Provided passage:
- Opening Delimiter -
BioLit uses a customized viewer for the articles in order to display the original text inline with the added metadata. This viewer uses a custom XML stylesheet based on the NLM DTD. The full text of the paper can be displayed in a tabbed format or the traditional linear article format and the metadata are highlighted with color and a menu of options when the user clicks on a term. In the case of PDB IDs, an image of the 3D structure identified by the PDB ID is displayed along with links to the macromolecular sequence, the PDB record and other related features. Clicking on an ontology term shows a definition of the term and related links. We also generate statistics describing ontology term usage across all articles and these terms can be used for searching or finding related articles. Figure 1 shows an excerpt of BioLit-enhanced text.

Figure 1.
A screenshot of the BioLit article viewer. This customized viewer not only displays the full text of an article as it was originally published but also displays integrated metadata from the BioLit database. PDB IDs can be seen highlighted in yellow and ...

In order to use the BioLit article viewer, the user enters a search term on the BioLit homepage. This term can be an author name, title, keyword, etc. The web server then returns a list of matching articles; clicking on an article invokes the customized viewer. Alternatively, a user could bypass the web-based viewer and retrieve BioLit XML files using a script by appending a PubMed Central ID (PMCID), PubMed ID (PMID) or article digital object identifier (DOI) to the following URL template: http://biolit.ucsd.edu/biolit/getbiolitxml?SOURCE=ID where, SOURCE is ‘pmcid’, ‘pmid’ or ‘doi’ and ID is the corresponding identifier for that resource.

The machine-readable version of an article is available as an XML file through the viewer and via a POST HTTP query. The XML markup enrichment performed by BioLit consists of inserting metadata into the original XML file. The <biolit> tag appears as the top-level child node of <article>, a tag in the NLM namespace. The additional metadata includes markup revision data (<markup-version> and <markup-date>) as well as derived identification content <ident>, which specifies the DOI and PubMed Central ID of the article. Throughout the text of the article, <biolit-term> marks semantic content that has been discovered during the data mining process where attributes type, id identify the content. The complete BioLit XML specification can be found at http://biolit.ucsd.edu.

BIOLIT-INTEGRATED PROTEIN DATA BANK CLONE

One example of how the BioLit data might be used in an existing biological web resource is illustrated by the BioLit PDB clone, a stand-alone clone of the Protein Data Bank which runs independently from the PDB and has direct access to the BioLit database (http://biolit.ucsd.edu/pdb). The clone maintains much of the original functionality, including access to the latest release of the PDB database, while providing access to features unique to BioLit. The PDB structure explorer page now shows related articles as identified by BioLit. A simple browser has been integrated to display data excerpts from the article as well as structure IDs and ontology terms identified in the article. Thus, when an entry in the PDB is displayed, all articles in the BioLit database that mention that entry are included as citations in the PDB record. In contrast, the PDB currently only displays the citation associated with the entry in which the solved structure is reported. Figure 2 shows an entry from the BioLit PDB clone which has citations in the BioLit database. Because we find all mentions of PDB IDs in an article, we can also report which PDB IDs are mentioned in the same article. This can direct the user to other PDB entries which might be of interest. The user can also access the BioLit article viewer via the PDB record.
- Closing Delimiter -
Data supplied:
- Opening Delimiter -
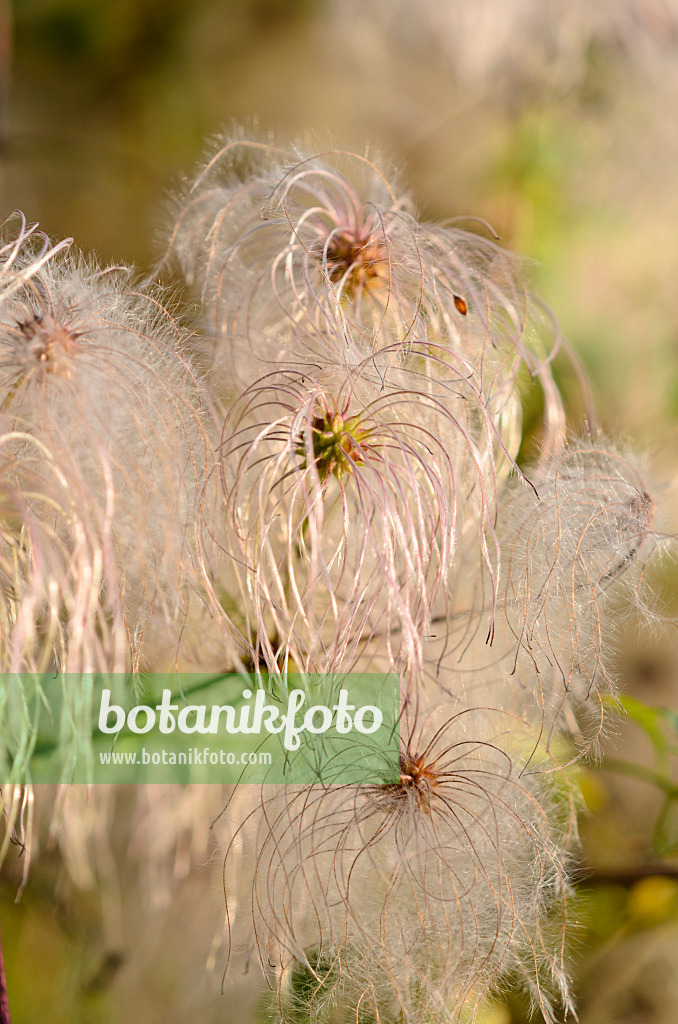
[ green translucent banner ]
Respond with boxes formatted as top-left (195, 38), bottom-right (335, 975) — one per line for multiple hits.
top-left (0, 673), bottom-right (399, 785)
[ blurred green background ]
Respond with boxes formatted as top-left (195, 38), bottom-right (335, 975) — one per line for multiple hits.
top-left (0, 0), bottom-right (678, 1024)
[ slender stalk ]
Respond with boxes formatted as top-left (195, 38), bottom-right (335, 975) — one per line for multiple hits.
- Closing Delimiter -
What to do: In the BioLit text, what is shown when a user clicks on an ontology term? The rows have nothing to do with the BioLit text.

Exercise response: A definition of the term and related links.